There are several types of sputtering such as RF- sputtering, and DC magnetron sputtering. DC magnetron sputtering has been used in this paper. Magnetron sputtering uses magnets behind the cathode to trap electrons, so that they don’t bombard the substrate and deposition takes place faster and more efficiently. The magnets can be of rectangular or circular and can be arranged in different ways. Circular magnets in confocal arrangement were used in the experimentation [1].
Based on the type of source (power supply), sputtering can be of different types like DC and RF sputtering. In DC sputtering, the supply is DC while in RF sputtering the supply is AC with radio frequency. DC sputtering can be used for coating metals, but cannot be used for coating insulators, non-metallic, dielectrics as charge build up over time in these materials are not possible. Therefore, RF sputtering is used in such cases, which alternates the electric charge at radio frequency to prevent charge build up. The DC sputtering methodology has been used within the scope of this study [1, 2, 3].
== == ==
EXERCISE DETAILS: Duplicate the sputtering text word for word, from "Based on the" up to and including "study [1, 2, 3].".

RECORDED INFORMATION:
== == ==
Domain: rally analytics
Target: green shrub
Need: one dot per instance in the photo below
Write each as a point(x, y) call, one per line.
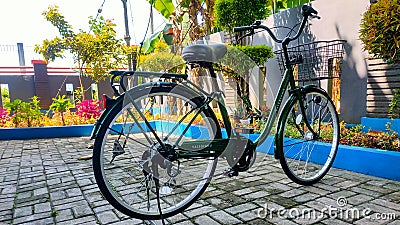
point(234, 13)
point(380, 30)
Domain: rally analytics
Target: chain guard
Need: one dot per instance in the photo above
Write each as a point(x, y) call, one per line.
point(240, 153)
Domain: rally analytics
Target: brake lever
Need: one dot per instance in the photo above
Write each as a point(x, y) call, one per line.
point(314, 17)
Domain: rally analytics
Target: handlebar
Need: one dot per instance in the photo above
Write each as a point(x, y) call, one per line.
point(307, 11)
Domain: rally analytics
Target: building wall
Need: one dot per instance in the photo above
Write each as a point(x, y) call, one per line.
point(47, 86)
point(340, 19)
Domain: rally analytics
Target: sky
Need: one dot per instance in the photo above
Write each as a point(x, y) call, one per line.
point(22, 21)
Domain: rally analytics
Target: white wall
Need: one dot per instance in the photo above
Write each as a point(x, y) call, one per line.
point(340, 19)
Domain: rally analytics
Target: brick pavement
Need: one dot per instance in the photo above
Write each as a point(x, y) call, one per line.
point(42, 182)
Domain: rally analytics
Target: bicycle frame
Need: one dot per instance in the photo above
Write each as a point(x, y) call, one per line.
point(217, 147)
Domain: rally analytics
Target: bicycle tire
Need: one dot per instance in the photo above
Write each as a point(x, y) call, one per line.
point(132, 190)
point(306, 157)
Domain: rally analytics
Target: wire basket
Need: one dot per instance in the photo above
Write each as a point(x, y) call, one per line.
point(314, 61)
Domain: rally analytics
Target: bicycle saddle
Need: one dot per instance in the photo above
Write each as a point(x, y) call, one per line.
point(203, 53)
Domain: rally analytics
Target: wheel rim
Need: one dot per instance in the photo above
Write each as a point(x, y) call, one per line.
point(125, 179)
point(307, 156)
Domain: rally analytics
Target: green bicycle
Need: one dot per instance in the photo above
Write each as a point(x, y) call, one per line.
point(157, 144)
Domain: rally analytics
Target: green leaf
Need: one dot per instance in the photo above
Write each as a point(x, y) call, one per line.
point(149, 43)
point(165, 7)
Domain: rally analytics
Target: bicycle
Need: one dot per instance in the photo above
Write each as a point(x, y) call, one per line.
point(157, 144)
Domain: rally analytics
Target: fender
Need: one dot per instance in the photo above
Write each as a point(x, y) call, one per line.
point(285, 111)
point(118, 102)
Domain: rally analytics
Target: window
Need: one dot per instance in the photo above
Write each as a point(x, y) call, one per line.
point(5, 93)
point(69, 88)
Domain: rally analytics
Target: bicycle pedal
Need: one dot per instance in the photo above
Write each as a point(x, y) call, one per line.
point(231, 172)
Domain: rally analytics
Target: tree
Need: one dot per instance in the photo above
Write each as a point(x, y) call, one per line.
point(380, 30)
point(95, 52)
point(234, 13)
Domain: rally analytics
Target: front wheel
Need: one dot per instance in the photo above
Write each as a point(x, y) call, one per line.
point(309, 136)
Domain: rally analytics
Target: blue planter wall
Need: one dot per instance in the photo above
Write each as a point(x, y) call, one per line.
point(379, 124)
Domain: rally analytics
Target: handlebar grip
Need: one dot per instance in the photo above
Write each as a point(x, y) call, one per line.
point(244, 28)
point(308, 11)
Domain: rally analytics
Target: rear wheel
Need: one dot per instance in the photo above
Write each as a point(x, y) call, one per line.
point(308, 140)
point(129, 169)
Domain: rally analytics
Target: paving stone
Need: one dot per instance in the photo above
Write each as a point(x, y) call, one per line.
point(241, 208)
point(81, 210)
point(205, 220)
point(64, 215)
point(42, 207)
point(82, 220)
point(224, 217)
point(23, 211)
point(248, 216)
point(107, 217)
point(50, 171)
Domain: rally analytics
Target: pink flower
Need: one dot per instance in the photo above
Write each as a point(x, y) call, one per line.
point(88, 109)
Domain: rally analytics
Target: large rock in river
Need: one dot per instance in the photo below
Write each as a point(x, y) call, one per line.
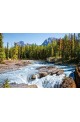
point(68, 83)
point(77, 76)
point(43, 74)
point(60, 72)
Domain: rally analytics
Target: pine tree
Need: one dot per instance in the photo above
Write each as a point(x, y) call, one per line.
point(15, 52)
point(7, 53)
point(2, 53)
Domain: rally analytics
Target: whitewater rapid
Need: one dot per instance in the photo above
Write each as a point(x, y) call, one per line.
point(23, 75)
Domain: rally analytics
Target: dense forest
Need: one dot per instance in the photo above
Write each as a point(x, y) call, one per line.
point(67, 49)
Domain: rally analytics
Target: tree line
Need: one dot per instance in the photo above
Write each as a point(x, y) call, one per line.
point(67, 48)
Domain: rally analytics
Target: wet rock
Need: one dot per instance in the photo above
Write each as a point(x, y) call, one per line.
point(41, 67)
point(43, 74)
point(54, 71)
point(60, 72)
point(77, 77)
point(22, 85)
point(33, 77)
point(68, 83)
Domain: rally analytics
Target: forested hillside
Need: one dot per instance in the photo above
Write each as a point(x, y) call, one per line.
point(67, 48)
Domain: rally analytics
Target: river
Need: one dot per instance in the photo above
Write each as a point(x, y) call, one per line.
point(23, 75)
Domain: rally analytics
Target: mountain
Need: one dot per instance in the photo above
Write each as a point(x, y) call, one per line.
point(49, 40)
point(20, 43)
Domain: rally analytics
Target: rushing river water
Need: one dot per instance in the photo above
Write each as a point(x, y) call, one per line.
point(23, 75)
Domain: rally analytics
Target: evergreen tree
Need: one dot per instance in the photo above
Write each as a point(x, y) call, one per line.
point(7, 53)
point(2, 53)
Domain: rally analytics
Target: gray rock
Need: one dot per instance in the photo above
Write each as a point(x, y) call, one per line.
point(60, 72)
point(43, 74)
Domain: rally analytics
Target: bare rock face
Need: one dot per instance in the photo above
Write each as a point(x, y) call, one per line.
point(60, 72)
point(33, 77)
point(68, 83)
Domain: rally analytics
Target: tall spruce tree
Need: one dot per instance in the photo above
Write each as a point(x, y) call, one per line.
point(7, 51)
point(2, 53)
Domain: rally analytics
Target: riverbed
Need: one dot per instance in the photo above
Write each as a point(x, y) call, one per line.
point(22, 75)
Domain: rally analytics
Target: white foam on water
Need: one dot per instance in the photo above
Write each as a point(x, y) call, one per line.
point(23, 74)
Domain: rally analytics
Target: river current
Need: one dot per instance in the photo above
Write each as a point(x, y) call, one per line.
point(23, 75)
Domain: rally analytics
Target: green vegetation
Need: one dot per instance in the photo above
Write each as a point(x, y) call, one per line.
point(2, 53)
point(6, 84)
point(67, 49)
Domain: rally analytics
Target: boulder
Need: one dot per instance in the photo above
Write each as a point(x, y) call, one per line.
point(79, 68)
point(43, 74)
point(77, 77)
point(33, 77)
point(60, 72)
point(54, 71)
point(68, 83)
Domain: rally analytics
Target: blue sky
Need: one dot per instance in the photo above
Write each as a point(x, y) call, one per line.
point(30, 38)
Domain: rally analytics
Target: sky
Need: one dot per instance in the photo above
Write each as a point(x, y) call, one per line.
point(30, 38)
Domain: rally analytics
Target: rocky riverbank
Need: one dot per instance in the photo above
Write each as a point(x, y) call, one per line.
point(11, 65)
point(77, 76)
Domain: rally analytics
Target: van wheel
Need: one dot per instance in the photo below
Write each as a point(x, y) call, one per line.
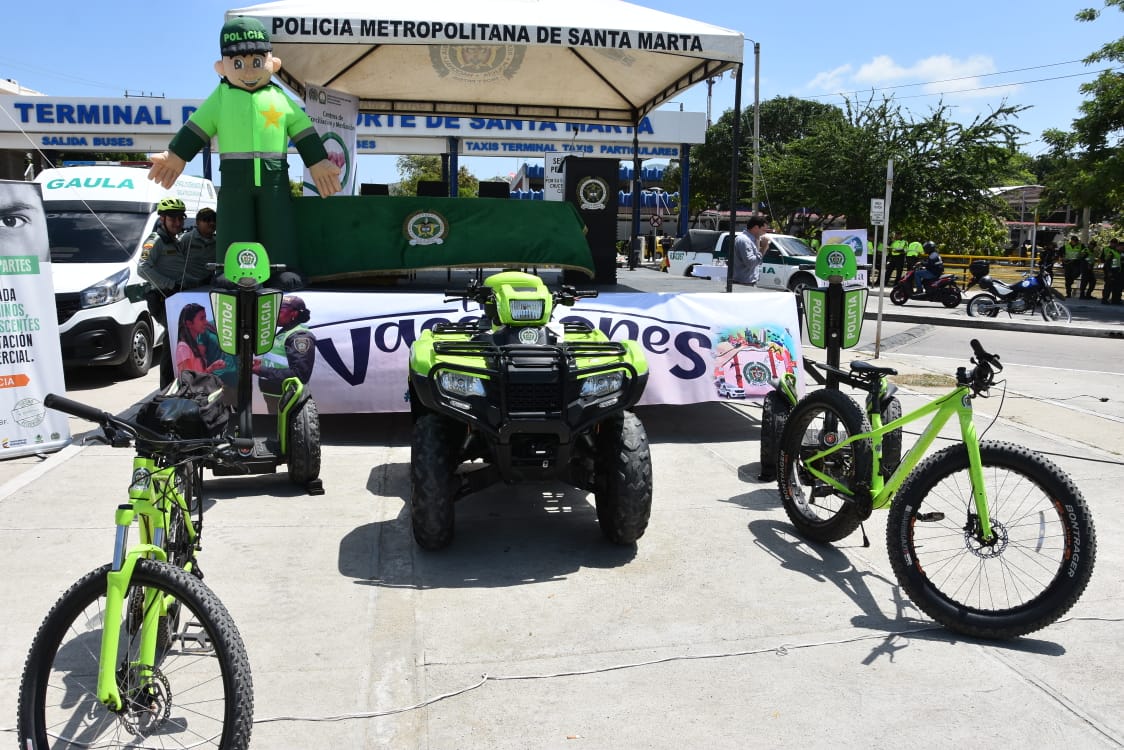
point(138, 361)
== == ==
ANSWER FOR THIS EXERCISE:
Based on the type of source (power supply), sputtering can be of different types like DC and RF sputtering. In DC sputtering, the supply is DC while in RF sputtering the supply is AC with radio frequency. DC sputtering can be used for coating metals, but cannot be used for coating insulators, non-metallic, dielectrics as charge build up over time in these materials are not possible. Therefore, RF sputtering is used in such cases, which alternates the electric charge at radio frequency to prevent charge build up. The DC sputtering methodology has been used within the scope of this study [1, 2, 3].